→ **What is being asked**
In the text on GCN5 in colon cancers, how large a region of the GCN5 promoter was cloned to make the luciferase reporter plasmid?

→ **Page text**
GCN5 Is Upregulated at mRNA Level in Human Colon Cancers
In order to investigate at which steps GCN5 expression is upregulated in human colon cancers, we analyzed GCN5 mRNA levels in human colon cancer tissues. Consistent with our immunohistological data, the GCN5 mRNA could be detected at a low level in normal human colons analyzed by RT-PCR and real-time PCR (Fig. 2A and B). Notably, an average of at least fivefold increase in the GCN5 mRNA expression in human colon cancer tissues was detected (Fig. 2B), implying that GCN5 expression is upregulated at the mRNA level in human colon cancers. Consistent with our discoveries, analysis of the human colon cancer database (level 3) downloaded from published Cancer Genome Atlas (TCGA) Network (19), a statistical significant increase in GCN5 mRNA levels in colon cancers was confirmed (p = 5.4e-17) (Fig. 2C). As shown in Figure 2D, a similar result was further confirmed by analyzing another gene array dataset by Hong et al. (p = 2.1-10) in metastatic colon cancers (20). Collectively, our data indicate that GCN5 expression is upregulated in human colon cancers at the mRNA level.
The Transcription Factors c-Myc and E2F1 Are Involved in GCN5 Expression in Colon Cancer Cells
To further elucidate the underlying molecular mechanisms by which GCN5 gene expression is regulated in human colon cancers, we analyzed the conserved transcription factor binding sites in the promoter region of GCN5 gene. Notably, conserved binding sites of transcription factors c-Myc and E2F1 were identified. We then cloned the 3-kb region of the GCN5 promoter and generated GCN5 luciferase reporter plasmid (Fig. 3A). When transfected into human colon cancer HCT116 cells, a significantly increased luciferase activity was detected in the lysate of transfected cells, implying that this 3-kb region carries the transcription regulatory elements (Fig. 3B). We then asked whether c-Myc and E2F1 are involved in regulating GCN5 gene transcription. As expected, expression of either c-Myc or E2F1 dramatically promoted GCN5 reporter activity in HCT116 cells, and coexpression of both c-Myc and E2F1 further enhanced GCN5 reporter activity, indicating that c-Myc is a transcription factor for GCN5 gene transcription (Fig. 3C). Mutation of both the c-Myc and E2F1-binding sites in the GCN5 promoter region (Fig. 1A) resulted in a statistic significant reduction in GCN5 reporter activity. Notably, the mutation completely abolished the c-Myc/E2F1-induced GCN5 luciferase activity (Fig. 3C) Conversely, siRNA-mediated knockdown of either c-Myc or E2F1 led to a significant reduction in the expression levels of GCN5 in HCT116 cells, confirming that the transcription factors c-Myc and E2F1 mediates the mRNA transcription (Fig. 3D and E). Therefore, the transcription factors c-Myc and E2F1 mediate GCN5 gene expression in human colon cancers.
The Oncogenic Transcription Factor c-Myc Promotes Colon Cancer Cell Growth Through GCN5
The oncogenic transcription factor, c-Myc, facilitates tumor development and progression through enhancing cancer cell growth and suppressing apoptosis (21). We then asked whether c-Myc enhances human colon cell proliferation through GCN5. As expected, knockdown of c-Myc significantly inhibited HCT116 cell growth rate (Fig. 4A) and increased the percentage of annexin V-positive apoptotic cells (Fig. 4B). Importantly, expression of GCN5 in c-Myc knockdown cells largely rescued HCT116 cell growth and abolished apoptosis induced by c-Myc suppression (Fig. 4). Therefore, these data indicate that c-Myc promotes colon cancer cell growth in a GCN5-dependent manner.

→ **Information shown**
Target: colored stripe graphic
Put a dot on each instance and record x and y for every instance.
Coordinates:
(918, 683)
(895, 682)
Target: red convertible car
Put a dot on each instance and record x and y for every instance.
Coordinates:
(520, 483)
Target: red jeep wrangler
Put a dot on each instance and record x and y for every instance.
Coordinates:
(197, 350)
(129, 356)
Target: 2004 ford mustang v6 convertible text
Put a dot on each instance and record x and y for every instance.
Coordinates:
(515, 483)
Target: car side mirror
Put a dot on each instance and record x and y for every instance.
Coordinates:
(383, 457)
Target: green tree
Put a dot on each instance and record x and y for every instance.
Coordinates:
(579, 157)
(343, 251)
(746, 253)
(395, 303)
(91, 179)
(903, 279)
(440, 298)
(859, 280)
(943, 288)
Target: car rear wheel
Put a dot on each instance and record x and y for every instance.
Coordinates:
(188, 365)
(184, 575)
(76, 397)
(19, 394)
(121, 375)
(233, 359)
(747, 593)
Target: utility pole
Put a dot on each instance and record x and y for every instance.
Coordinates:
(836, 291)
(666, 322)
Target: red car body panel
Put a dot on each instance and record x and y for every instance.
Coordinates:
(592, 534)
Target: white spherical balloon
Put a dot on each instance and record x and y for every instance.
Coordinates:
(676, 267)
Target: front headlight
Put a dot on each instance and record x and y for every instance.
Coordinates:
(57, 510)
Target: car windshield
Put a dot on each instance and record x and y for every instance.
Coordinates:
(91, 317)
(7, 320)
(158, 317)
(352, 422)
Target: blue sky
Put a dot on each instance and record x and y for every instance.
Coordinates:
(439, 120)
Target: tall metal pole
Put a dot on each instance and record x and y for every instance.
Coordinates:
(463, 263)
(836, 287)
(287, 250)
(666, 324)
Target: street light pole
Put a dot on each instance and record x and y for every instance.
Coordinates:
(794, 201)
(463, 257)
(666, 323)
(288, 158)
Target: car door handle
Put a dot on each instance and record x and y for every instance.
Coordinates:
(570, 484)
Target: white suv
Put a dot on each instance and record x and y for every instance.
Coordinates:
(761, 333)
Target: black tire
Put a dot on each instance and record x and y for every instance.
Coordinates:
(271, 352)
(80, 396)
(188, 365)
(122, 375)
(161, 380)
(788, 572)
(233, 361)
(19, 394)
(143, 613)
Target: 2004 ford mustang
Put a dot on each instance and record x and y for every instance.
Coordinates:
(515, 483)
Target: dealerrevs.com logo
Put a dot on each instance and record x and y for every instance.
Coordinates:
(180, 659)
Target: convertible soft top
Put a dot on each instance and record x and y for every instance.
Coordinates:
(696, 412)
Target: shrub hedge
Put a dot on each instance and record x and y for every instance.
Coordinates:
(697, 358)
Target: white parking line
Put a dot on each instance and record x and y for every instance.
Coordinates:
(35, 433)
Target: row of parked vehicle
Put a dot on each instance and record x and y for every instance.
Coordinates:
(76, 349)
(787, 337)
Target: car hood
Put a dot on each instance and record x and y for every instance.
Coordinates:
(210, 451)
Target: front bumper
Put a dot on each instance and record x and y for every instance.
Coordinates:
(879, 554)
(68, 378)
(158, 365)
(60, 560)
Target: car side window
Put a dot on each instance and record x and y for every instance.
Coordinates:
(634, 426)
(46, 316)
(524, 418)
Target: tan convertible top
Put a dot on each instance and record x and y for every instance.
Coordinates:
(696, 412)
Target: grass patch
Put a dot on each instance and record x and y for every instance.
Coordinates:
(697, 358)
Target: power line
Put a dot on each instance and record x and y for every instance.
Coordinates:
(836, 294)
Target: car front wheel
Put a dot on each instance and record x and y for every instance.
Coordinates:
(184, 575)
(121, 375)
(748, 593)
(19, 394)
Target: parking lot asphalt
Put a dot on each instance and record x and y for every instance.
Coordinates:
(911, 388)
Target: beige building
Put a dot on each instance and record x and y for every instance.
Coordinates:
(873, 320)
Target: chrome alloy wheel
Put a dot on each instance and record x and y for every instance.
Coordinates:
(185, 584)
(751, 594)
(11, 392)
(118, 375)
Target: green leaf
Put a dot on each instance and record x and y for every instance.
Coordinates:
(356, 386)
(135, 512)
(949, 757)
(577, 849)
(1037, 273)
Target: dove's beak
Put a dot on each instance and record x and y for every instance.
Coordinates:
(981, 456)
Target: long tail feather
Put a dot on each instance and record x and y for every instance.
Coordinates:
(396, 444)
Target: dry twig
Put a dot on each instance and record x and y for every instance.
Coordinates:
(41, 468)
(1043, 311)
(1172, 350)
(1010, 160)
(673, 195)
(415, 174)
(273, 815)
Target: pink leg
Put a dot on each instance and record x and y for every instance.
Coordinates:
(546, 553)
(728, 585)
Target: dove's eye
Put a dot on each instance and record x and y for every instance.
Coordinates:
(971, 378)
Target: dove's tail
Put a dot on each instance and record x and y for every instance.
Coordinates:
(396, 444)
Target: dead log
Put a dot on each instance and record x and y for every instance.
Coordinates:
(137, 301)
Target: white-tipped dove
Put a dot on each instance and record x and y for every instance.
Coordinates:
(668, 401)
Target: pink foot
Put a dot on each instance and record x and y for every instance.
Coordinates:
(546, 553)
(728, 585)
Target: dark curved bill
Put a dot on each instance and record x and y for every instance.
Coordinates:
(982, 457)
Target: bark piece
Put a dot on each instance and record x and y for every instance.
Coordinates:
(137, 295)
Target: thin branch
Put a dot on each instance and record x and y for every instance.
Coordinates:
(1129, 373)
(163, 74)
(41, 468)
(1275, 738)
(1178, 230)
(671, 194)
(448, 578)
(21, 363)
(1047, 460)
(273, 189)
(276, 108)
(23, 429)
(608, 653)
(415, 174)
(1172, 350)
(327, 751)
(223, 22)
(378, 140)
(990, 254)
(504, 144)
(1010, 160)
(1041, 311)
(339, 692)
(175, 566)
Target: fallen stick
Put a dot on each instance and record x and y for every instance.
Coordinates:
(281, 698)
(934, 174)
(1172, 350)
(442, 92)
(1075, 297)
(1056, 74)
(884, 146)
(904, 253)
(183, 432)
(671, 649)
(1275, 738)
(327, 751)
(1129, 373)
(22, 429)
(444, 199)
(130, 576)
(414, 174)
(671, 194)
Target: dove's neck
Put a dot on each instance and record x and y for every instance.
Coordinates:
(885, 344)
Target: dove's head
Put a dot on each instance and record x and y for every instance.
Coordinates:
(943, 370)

→ **Result for this task**
A 3-kb region.